- [Exercise input]:
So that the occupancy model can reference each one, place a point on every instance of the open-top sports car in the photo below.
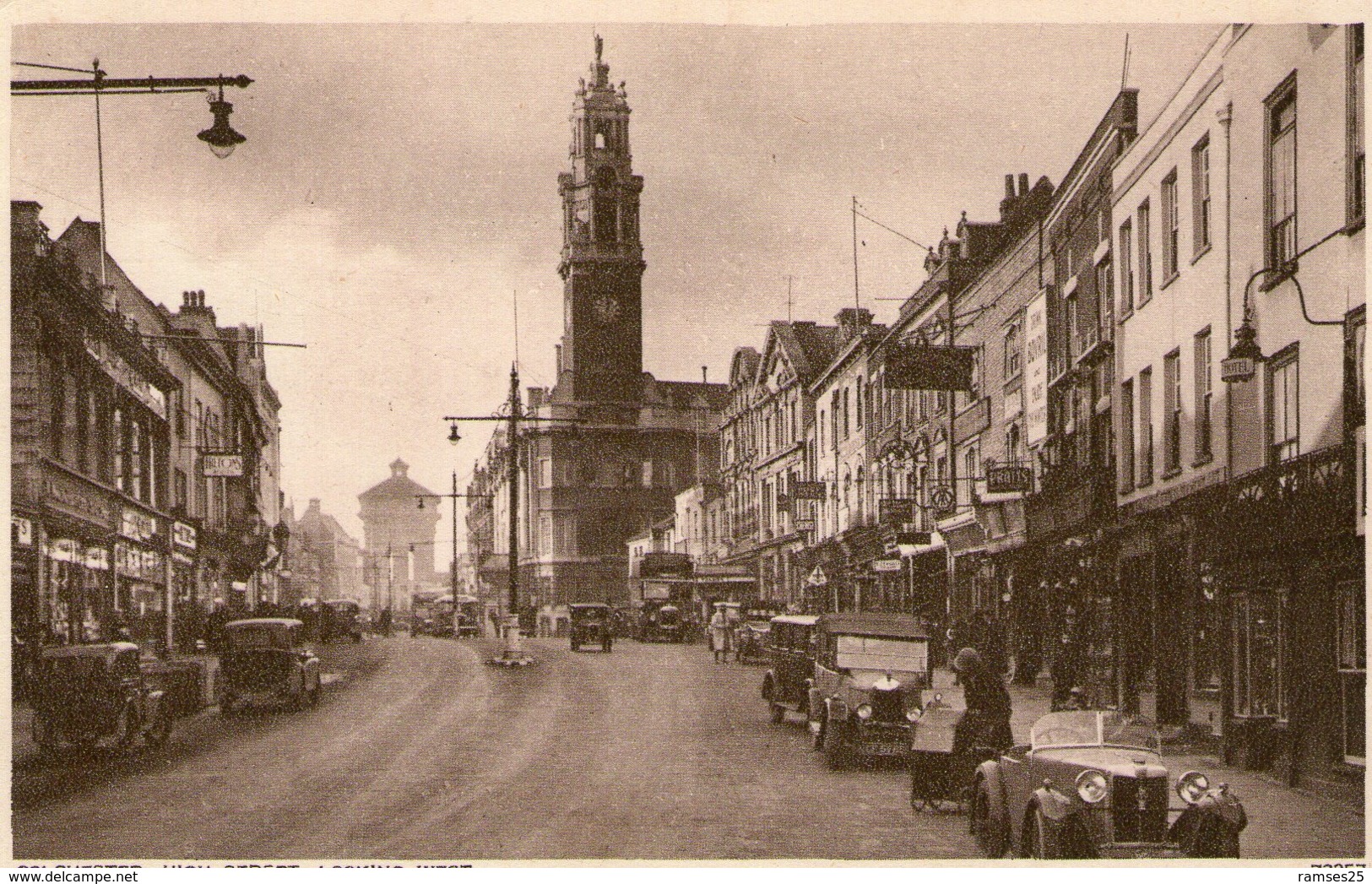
(1091, 784)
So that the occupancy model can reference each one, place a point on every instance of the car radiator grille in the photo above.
(1139, 809)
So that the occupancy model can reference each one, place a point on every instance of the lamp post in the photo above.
(221, 138)
(454, 496)
(513, 416)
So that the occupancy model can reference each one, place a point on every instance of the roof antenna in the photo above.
(1124, 74)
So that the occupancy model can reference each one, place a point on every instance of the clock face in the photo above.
(605, 307)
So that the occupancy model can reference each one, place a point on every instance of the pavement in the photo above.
(423, 752)
(1282, 822)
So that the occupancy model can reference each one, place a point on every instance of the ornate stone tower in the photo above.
(601, 359)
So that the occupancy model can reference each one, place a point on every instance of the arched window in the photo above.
(605, 206)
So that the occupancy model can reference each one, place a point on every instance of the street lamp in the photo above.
(221, 138)
(515, 415)
(454, 496)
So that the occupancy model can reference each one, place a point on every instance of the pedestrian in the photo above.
(1066, 666)
(987, 719)
(719, 634)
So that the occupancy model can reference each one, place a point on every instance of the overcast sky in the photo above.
(399, 190)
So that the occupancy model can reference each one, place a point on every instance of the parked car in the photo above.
(340, 620)
(96, 692)
(1091, 784)
(870, 670)
(592, 623)
(662, 623)
(792, 653)
(752, 629)
(267, 660)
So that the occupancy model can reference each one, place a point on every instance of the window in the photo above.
(1126, 437)
(1201, 195)
(1169, 225)
(1203, 397)
(1280, 191)
(1146, 427)
(1357, 153)
(1125, 268)
(1145, 256)
(1257, 656)
(858, 412)
(1284, 397)
(1172, 412)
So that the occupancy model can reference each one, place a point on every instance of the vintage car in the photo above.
(267, 660)
(752, 629)
(590, 625)
(870, 670)
(662, 623)
(790, 648)
(340, 618)
(96, 692)
(1091, 784)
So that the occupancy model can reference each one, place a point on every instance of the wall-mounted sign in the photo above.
(897, 509)
(1036, 370)
(138, 526)
(127, 377)
(1009, 480)
(182, 534)
(221, 465)
(929, 366)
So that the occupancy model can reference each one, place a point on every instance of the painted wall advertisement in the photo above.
(1036, 370)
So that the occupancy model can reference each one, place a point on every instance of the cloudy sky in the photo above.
(399, 190)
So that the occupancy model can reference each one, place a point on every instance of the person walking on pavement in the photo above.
(987, 719)
(719, 634)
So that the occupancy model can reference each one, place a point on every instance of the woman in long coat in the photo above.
(719, 634)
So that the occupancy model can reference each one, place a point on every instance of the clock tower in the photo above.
(601, 359)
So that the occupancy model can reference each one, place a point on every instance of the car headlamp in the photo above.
(1192, 785)
(1093, 787)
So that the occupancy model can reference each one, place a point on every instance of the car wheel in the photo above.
(1040, 839)
(988, 832)
(158, 733)
(836, 754)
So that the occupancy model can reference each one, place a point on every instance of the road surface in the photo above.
(426, 752)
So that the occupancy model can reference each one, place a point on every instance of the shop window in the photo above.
(1284, 397)
(1257, 640)
(1353, 664)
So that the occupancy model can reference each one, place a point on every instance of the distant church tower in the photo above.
(601, 359)
(393, 519)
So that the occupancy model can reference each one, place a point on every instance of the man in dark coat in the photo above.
(987, 719)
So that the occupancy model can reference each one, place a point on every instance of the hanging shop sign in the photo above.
(182, 534)
(221, 465)
(808, 491)
(138, 526)
(1036, 370)
(929, 366)
(98, 559)
(127, 377)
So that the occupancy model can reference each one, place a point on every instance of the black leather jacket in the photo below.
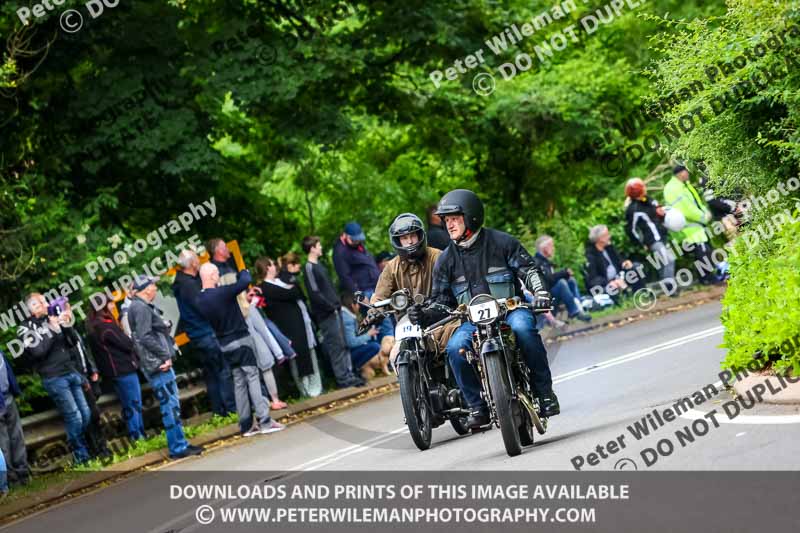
(494, 264)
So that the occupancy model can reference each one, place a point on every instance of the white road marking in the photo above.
(694, 414)
(639, 354)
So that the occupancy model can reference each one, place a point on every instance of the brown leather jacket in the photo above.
(417, 276)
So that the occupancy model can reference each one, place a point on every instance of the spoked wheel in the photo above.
(525, 428)
(459, 424)
(415, 406)
(508, 410)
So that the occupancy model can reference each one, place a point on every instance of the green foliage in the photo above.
(116, 129)
(761, 311)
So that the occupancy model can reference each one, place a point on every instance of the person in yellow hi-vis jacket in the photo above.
(681, 195)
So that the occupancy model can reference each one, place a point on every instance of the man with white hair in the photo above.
(49, 342)
(220, 307)
(155, 349)
(216, 370)
(605, 270)
(561, 283)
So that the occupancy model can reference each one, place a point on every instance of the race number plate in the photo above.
(406, 330)
(483, 311)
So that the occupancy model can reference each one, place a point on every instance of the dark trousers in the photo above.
(217, 374)
(95, 439)
(362, 354)
(12, 443)
(336, 347)
(530, 343)
(130, 397)
(701, 252)
(565, 291)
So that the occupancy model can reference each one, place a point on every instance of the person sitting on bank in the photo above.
(562, 284)
(605, 270)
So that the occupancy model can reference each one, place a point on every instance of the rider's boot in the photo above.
(478, 418)
(549, 403)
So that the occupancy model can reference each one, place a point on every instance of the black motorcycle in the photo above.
(498, 361)
(428, 390)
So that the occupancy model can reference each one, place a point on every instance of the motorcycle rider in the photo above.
(486, 261)
(411, 268)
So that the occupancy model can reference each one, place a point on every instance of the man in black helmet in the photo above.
(486, 261)
(411, 268)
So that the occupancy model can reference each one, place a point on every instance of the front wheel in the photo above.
(507, 408)
(415, 406)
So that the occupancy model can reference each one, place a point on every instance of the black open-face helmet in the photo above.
(406, 224)
(463, 202)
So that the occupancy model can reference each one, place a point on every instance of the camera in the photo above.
(57, 306)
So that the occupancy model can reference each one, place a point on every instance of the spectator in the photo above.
(155, 349)
(382, 259)
(605, 271)
(437, 236)
(216, 370)
(219, 305)
(12, 440)
(365, 349)
(681, 195)
(285, 306)
(562, 284)
(326, 310)
(355, 266)
(645, 226)
(116, 361)
(268, 350)
(221, 257)
(48, 340)
(95, 438)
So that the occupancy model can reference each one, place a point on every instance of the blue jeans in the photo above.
(166, 390)
(3, 475)
(130, 396)
(565, 291)
(529, 341)
(218, 375)
(361, 354)
(67, 393)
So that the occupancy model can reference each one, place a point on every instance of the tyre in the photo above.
(418, 417)
(507, 408)
(459, 424)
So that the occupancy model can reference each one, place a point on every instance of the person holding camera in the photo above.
(49, 348)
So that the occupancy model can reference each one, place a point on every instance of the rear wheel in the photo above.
(507, 408)
(415, 406)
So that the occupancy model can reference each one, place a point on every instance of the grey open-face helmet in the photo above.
(463, 202)
(406, 224)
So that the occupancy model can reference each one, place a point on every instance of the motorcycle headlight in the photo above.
(483, 309)
(399, 300)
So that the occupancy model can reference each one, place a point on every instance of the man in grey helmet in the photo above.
(486, 261)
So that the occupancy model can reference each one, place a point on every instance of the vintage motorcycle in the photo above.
(498, 361)
(428, 391)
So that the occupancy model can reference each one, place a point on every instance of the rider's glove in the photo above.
(416, 314)
(542, 302)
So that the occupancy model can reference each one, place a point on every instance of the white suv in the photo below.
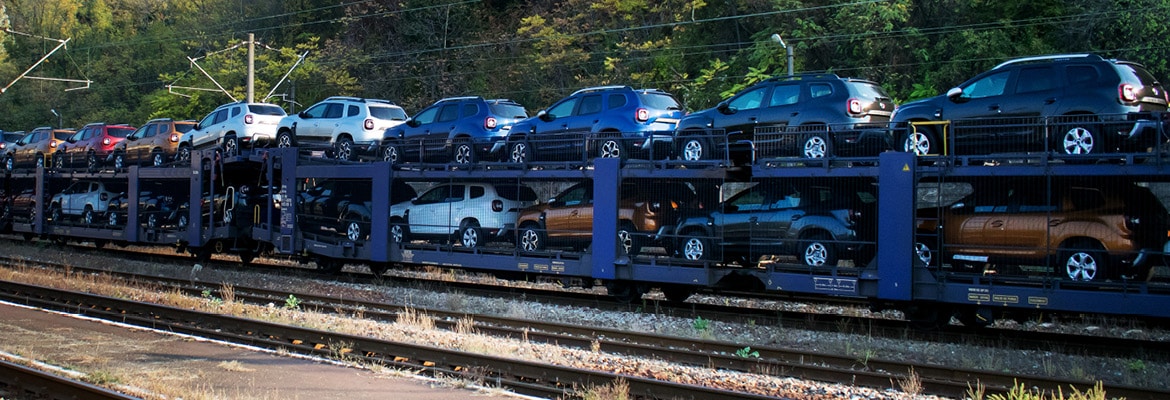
(349, 125)
(472, 212)
(87, 199)
(231, 126)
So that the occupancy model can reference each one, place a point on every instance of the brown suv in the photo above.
(156, 143)
(34, 146)
(1085, 229)
(647, 211)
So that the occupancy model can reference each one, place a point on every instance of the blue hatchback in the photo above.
(604, 122)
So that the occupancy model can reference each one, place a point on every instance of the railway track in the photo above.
(787, 361)
(19, 381)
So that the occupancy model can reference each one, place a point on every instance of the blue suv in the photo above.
(460, 130)
(604, 122)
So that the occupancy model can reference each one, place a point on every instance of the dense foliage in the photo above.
(414, 52)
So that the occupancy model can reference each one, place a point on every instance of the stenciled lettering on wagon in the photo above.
(835, 284)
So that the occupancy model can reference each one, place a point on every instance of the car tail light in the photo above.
(1127, 92)
(854, 107)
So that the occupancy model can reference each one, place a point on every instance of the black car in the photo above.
(809, 116)
(604, 122)
(342, 208)
(816, 222)
(460, 130)
(1064, 104)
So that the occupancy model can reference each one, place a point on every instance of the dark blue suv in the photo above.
(460, 130)
(604, 122)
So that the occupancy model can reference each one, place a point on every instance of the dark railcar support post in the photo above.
(606, 181)
(895, 227)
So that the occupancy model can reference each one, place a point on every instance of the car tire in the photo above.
(284, 139)
(630, 239)
(818, 250)
(463, 152)
(1082, 261)
(470, 235)
(399, 232)
(921, 142)
(695, 247)
(531, 239)
(343, 149)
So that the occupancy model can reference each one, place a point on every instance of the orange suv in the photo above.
(646, 213)
(1082, 229)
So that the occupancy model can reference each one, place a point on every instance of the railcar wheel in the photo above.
(818, 250)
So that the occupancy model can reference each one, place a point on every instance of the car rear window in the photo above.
(266, 110)
(508, 110)
(658, 101)
(516, 192)
(387, 112)
(119, 132)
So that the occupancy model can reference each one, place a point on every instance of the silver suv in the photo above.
(349, 125)
(231, 126)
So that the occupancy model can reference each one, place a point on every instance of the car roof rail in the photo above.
(600, 89)
(1048, 57)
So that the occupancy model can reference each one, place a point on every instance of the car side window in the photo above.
(590, 104)
(427, 116)
(750, 100)
(617, 101)
(448, 112)
(564, 109)
(819, 90)
(1036, 78)
(470, 109)
(988, 87)
(785, 95)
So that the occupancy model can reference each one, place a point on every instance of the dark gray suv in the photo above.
(460, 130)
(1062, 104)
(809, 116)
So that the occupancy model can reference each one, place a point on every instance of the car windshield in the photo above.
(387, 112)
(266, 110)
(658, 101)
(119, 132)
(508, 110)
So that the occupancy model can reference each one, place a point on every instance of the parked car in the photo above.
(90, 146)
(233, 126)
(156, 143)
(1084, 228)
(89, 200)
(1067, 104)
(349, 125)
(647, 214)
(604, 122)
(33, 149)
(8, 140)
(818, 223)
(473, 213)
(460, 130)
(342, 208)
(809, 116)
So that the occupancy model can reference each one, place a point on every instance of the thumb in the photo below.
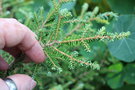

- [The problem]:
Can you render the lines from the one containing "overcast sky in the photo above." through the one containing "(1093, 787)", both included, as a Markdown table with the columns Row and Line, numbering each row and skipping blank lines?

- [Task solution]:
| Row | Line |
|---|---|
| 1 | So that the occupancy model can reference each one, place a point on every instance of the overcast sky in the photo above. |
| 2 | (399, 190) |
| 3 | So that the occupancy model can reference each one, place a point on every instance of the parked car in the photo above. |
| 4 | (340, 620) |
| 5 | (96, 692) |
| 6 | (1091, 784) |
| 7 | (870, 670) |
| 8 | (592, 623) |
| 9 | (662, 623) |
| 10 | (792, 653) |
| 11 | (752, 629) |
| 12 | (267, 660) |
| 13 | So that the occupancy model can reference each one, place a point on every instance of the window in the photo above. |
| 14 | (1126, 437) |
| 15 | (1201, 195) |
| 16 | (1169, 225) |
| 17 | (1203, 397) |
| 18 | (1280, 191) |
| 19 | (1146, 427) |
| 20 | (1357, 153) |
| 21 | (1125, 268) |
| 22 | (1145, 256) |
| 23 | (1257, 656) |
| 24 | (858, 412) |
| 25 | (1284, 397) |
| 26 | (1172, 412) |
| 27 | So that the occupancy model can reference each one, place a point on every instance of the vintage car in the photo above. |
| 28 | (267, 660) |
| 29 | (752, 629) |
| 30 | (590, 625) |
| 31 | (870, 670) |
| 32 | (662, 623) |
| 33 | (790, 648) |
| 34 | (340, 618) |
| 35 | (96, 692) |
| 36 | (1091, 784) |
| 37 | So that the occupancy model can reference each one, place a point on every instance of the wall-mounted sign in the photo above. |
| 38 | (897, 509) |
| 39 | (1036, 370) |
| 40 | (138, 526) |
| 41 | (127, 377) |
| 42 | (1009, 480) |
| 43 | (182, 534) |
| 44 | (221, 465) |
| 45 | (929, 366) |
| 46 | So that the occupancy model can reference each one, place a point on every instance of the painted wall advertisement in the photo above. |
| 47 | (1036, 370) |
| 48 | So that the occupancy model can reference each one, place a point on every instance of the cloudy sky in the photo above. |
| 49 | (399, 190) |
| 50 | So that the occupancy model can reference each one, place a point on every instance of the person walking on pavement in the photo above. |
| 51 | (987, 719) |
| 52 | (719, 634) |
| 53 | So that the occupancy model can reference each one, place a point on every instance of the woman in long coat in the photo above. |
| 54 | (719, 634) |
| 55 | So that the occupancy model can reference each one, place a point on every instance of the clock tower in the photo above. |
| 56 | (601, 359) |
| 57 | So that the occupancy model can reference each one, place a point on every instance of the car headlamp in the photo above. |
| 58 | (1192, 785) |
| 59 | (1093, 787) |